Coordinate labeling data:
## BEGIN
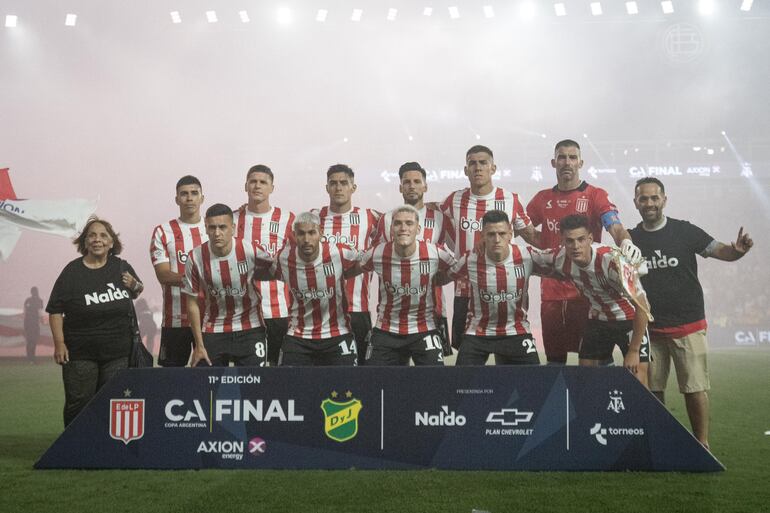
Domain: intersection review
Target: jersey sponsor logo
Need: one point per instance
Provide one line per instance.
(470, 225)
(126, 419)
(443, 418)
(180, 413)
(181, 257)
(602, 434)
(661, 261)
(228, 291)
(552, 224)
(341, 418)
(113, 294)
(406, 289)
(499, 296)
(338, 238)
(309, 294)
## END
TASK GOAL: Rewrite the lines above with "jersey sponsor logo" switched to "shirt sponsor logo" and everything else kept the same. Leave the picture out of your answer.

TASK RESULT:
Domain: intersection review
Target: shirt sponsor logo
Need: one point per instance
Provide one line per instance.
(470, 225)
(126, 419)
(443, 418)
(180, 413)
(181, 257)
(602, 434)
(661, 261)
(228, 291)
(552, 224)
(341, 418)
(113, 294)
(406, 289)
(499, 296)
(338, 238)
(309, 294)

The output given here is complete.